■ Exercise description
Transcribe all records exactly.

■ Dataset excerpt
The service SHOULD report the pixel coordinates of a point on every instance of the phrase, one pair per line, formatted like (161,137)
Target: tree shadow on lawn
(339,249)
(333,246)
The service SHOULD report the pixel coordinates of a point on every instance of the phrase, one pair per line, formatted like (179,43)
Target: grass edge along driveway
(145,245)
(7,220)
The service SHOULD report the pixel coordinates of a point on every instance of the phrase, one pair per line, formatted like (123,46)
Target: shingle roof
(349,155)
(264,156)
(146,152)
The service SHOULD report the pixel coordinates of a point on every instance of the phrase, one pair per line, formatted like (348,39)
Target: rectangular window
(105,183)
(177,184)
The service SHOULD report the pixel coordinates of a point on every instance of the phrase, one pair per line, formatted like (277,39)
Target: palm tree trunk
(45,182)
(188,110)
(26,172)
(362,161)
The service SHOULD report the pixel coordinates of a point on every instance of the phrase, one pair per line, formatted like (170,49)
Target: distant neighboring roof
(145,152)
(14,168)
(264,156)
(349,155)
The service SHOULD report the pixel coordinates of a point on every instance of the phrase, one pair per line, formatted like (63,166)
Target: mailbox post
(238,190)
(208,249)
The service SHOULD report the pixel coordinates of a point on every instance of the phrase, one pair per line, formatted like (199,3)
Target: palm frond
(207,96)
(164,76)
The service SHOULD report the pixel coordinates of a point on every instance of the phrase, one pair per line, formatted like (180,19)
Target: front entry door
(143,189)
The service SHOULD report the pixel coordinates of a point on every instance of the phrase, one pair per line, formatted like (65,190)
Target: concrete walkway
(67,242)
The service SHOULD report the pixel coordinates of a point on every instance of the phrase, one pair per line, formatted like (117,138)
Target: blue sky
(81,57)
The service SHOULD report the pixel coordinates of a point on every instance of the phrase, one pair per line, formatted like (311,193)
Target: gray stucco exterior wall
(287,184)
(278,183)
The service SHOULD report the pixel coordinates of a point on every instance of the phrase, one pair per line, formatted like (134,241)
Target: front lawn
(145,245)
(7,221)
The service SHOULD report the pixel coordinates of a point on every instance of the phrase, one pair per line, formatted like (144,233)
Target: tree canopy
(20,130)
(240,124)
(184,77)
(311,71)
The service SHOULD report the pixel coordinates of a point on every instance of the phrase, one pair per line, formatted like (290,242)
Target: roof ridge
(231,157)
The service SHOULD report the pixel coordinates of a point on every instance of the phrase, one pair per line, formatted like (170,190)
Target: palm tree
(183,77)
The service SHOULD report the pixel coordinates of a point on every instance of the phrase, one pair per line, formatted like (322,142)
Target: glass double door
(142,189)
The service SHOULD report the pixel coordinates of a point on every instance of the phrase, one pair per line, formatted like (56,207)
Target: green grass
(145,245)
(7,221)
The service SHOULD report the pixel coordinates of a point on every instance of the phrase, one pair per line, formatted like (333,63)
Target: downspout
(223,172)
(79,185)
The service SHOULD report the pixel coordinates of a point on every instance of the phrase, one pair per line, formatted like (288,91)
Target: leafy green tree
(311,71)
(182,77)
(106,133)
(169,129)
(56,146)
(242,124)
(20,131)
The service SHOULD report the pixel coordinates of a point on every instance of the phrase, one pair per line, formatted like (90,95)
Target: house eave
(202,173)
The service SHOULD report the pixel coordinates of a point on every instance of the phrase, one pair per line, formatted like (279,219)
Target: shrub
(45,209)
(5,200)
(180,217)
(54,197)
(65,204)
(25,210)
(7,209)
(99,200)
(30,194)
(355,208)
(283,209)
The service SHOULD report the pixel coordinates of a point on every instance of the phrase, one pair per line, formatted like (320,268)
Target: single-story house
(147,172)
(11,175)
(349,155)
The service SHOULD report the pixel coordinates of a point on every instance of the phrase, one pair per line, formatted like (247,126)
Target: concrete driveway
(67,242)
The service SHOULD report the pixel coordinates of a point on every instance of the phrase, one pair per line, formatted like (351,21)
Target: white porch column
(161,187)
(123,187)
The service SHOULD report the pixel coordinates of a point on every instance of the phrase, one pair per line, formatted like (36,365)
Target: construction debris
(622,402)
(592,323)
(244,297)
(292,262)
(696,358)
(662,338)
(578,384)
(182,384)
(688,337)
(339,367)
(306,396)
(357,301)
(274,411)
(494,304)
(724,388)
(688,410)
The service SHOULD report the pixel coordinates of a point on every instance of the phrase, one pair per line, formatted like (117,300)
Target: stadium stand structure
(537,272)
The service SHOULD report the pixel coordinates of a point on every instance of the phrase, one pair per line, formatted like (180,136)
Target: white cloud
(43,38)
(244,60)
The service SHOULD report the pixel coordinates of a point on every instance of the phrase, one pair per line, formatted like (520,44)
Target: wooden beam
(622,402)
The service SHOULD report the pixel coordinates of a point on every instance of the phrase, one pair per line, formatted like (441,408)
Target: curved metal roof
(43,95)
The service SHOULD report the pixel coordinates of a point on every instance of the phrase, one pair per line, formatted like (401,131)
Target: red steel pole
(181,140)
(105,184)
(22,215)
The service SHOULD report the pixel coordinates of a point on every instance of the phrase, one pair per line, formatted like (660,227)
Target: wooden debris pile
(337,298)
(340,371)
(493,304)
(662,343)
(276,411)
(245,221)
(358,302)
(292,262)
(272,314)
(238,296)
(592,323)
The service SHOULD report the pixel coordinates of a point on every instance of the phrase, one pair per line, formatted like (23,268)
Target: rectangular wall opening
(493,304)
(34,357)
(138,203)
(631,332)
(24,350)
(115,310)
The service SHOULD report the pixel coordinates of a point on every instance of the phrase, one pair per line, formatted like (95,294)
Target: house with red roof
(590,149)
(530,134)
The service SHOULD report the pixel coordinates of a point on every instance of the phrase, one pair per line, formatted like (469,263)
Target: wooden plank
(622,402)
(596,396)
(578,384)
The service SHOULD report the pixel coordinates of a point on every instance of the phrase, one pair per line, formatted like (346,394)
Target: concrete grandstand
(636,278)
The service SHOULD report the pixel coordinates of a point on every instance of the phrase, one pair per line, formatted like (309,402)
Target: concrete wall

■ Reply
The service SHOULD report the pixel coordinates of a point on every instance of the phrase, one pair per line, formatted like (161,137)
Target: tree shadow on lawn
(339,249)
(333,246)
The service SHOULD report the pixel coordinates of a point on every instance of the phrase, one pair per line, formatted like (179,43)
Target: grass edge along driveway
(145,245)
(7,220)
The service SHOULD report the pixel coordinates of a point on every instance of the phrase, one pair per line, formatted like (123,46)
Target: shingle roof
(349,155)
(264,156)
(146,152)
The service SHOULD report the pixel coordinates of a point on every instance of the phrase, one pair per line, formatted like (348,39)
Target: rectangular window
(105,183)
(177,184)
The service SHOULD report the pixel coordinates of a point on every instance of the phrase, one pair per line, formatted like (277,39)
Target: palm tree trunk
(45,182)
(188,110)
(26,172)
(362,161)
The service SHOULD report the pixel coordinates of a point on every instance of the phrase, one pair per line, formatted like (170,49)
Target: distant neighboring roof
(145,152)
(14,168)
(264,156)
(349,155)
The service SHOULD report the pixel coordinates of a point on every instance of the phrase, one pair per line, formatted like (63,166)
Target: mailbox post
(238,190)
(208,249)
The service SHOULD report the pixel coordinates of a point on every instance of the phrase, one pair per line, formatted like (199,3)
Target: palm frond
(207,96)
(164,76)
The service SHOULD report the pixel coordinates of a point on every instance of the phrase, one pair per line, formatted like (180,19)
Target: front entry door
(143,189)
The service SHOULD report the pixel coordinates of a point on every instance of the phrase, one pair per line, formatted like (65,190)
Target: concrete walkway
(67,242)
The service SHOULD report the pixel coordinates of a point on every instance of the phrase, one pair per line, formatted like (117,138)
Target: blue sky
(81,57)
The service SHOULD report the pixel coordinates of a point on every instance of the phrase, one pair per line, formatted like (311,193)
Target: gray stucco exterior wall
(287,184)
(278,183)
The service SHOULD report the pixel coordinates of a point on every instance of the phrase, one pair per line, formatted like (134,241)
Target: front lawn
(145,245)
(7,221)
The service SHOULD report the pixel coordinates of a point on every instance of the phrase, one pair per line, formatted like (144,233)
Target: tree canopy
(20,130)
(240,124)
(184,77)
(311,71)
The service SHOULD report the pixel coordinates of a point on every instance of the phrase, one pair per line, formatted like (290,242)
Target: roof ridge
(231,157)
The service SHOULD report the pixel coordinates of a point on every instance of the phrase, one pair per line, formatted like (170,190)
Target: palm tree
(183,77)
The service SHOULD report the pixel coordinates of a point on every instance of the phrase, one pair per line, formatted like (322,142)
Target: glass double door
(142,189)
The service SHOULD report the pixel coordinates of a point on every instance of the phrase, one pair per line, formatted like (56,207)
Target: green grass
(145,245)
(7,221)
The service SHOULD report the pixel coordinates of a point on every instance of the phrase, one pair per line, formatted like (333,63)
Target: downspout
(223,172)
(79,185)
The service SHOULD report the pixel coordinates of a point on every instance of the phrase, one pair per line, formatted like (288,91)
Target: leafy green tree
(311,71)
(182,77)
(106,133)
(169,129)
(56,146)
(242,124)
(20,131)
The service SHOULD report the pixel coordinates of a point on every instance of the phrase, one pair per line, formatted like (90,95)
Target: house eave
(202,173)
The service SHOULD report the pixel coordinates of a point on every instance of the phrase, one pair per line, formatted like (279,219)
Target: shrub
(45,209)
(5,200)
(180,217)
(54,197)
(65,204)
(25,210)
(7,209)
(99,200)
(30,194)
(355,208)
(283,209)
The service SHOULD report the pixel coordinates of a point on every instance of the phrase, one pair per line, formatted like (320,268)
Target: single-story house
(147,172)
(11,175)
(349,155)
The service SHOULD report the pixel coordinates of a point on every instance of the phrase, one pair per line, formatted like (247,126)
Target: concrete driveway
(67,242)
The service SHOULD report the pixel coordinates of a point on every instance of the phrase, one pair per line, formatted like (351,21)
Target: white porch column
(161,187)
(123,187)
The service SHOULD report the pixel coordinates of a point on every instance of the phrase, one pair per line, formatted like (36,365)
Target: construction debris
(622,402)
(592,323)
(244,297)
(292,262)
(696,358)
(662,338)
(578,384)
(182,384)
(688,337)
(339,367)
(306,396)
(357,301)
(274,411)
(494,304)
(724,388)
(688,410)
The service SHOULD report the pixel coordinates of a point on every instance of the phrase, one pair per line, formatted like (117,300)
Target: stadium stand structure
(537,272)
The service SHOULD report the pixel coordinates of a point on every instance of the phrase, one pair per line, formatted like (180,136)
Target: white cloud
(43,38)
(244,60)
The service SHOULD report the pixel coordinates of a point on every instance of the phrase, one pair per line, formatted like (520,44)
Target: wooden beam
(622,402)
The service SHOULD report the pixel coordinates of a point on every instance of the phrase, one pair per line, formatted like (441,408)
Target: curved metal roof
(43,95)
The service SHOULD report the pixel coordinates of a point on every instance of the phrase, one pair per line, formatted like (401,131)
Target: red steel pole
(181,140)
(105,184)
(22,215)
The service SHOULD report the pixel coordinates of a point on every instance of the phrase, one pair per line, formatted like (660,227)
Target: wooden debris pile
(337,298)
(340,371)
(493,304)
(662,343)
(276,411)
(245,221)
(358,302)
(292,262)
(272,314)
(238,296)
(592,323)
The service SHOULD report the pixel coordinates of a point on every instance of the phrase, one pair per line, formatted like (23,268)
Target: rectangular wall opening
(493,304)
(34,357)
(138,203)
(631,332)
(24,350)
(115,310)
The service SHOULD report the pixel coordinates of a point on every instance of the phrase, one pair per line, formatted like (95,294)
Target: house with red roof
(590,149)
(530,134)
The service SHOULD report the pixel coordinates of a point on every instance of the phrase, one pair per line, formatted like (469,263)
Target: wooden plank
(622,402)
(596,396)
(578,384)
The service SHOULD report the pixel coordinates of a point on every instance of the phrase, one pair per line, formatted like (346,394)
Target: concrete grandstand
(636,278)
The service SHOULD report the pixel coordinates of a point on every instance of the phrase, one pair per line, formatted like (309,402)
Target: concrete wall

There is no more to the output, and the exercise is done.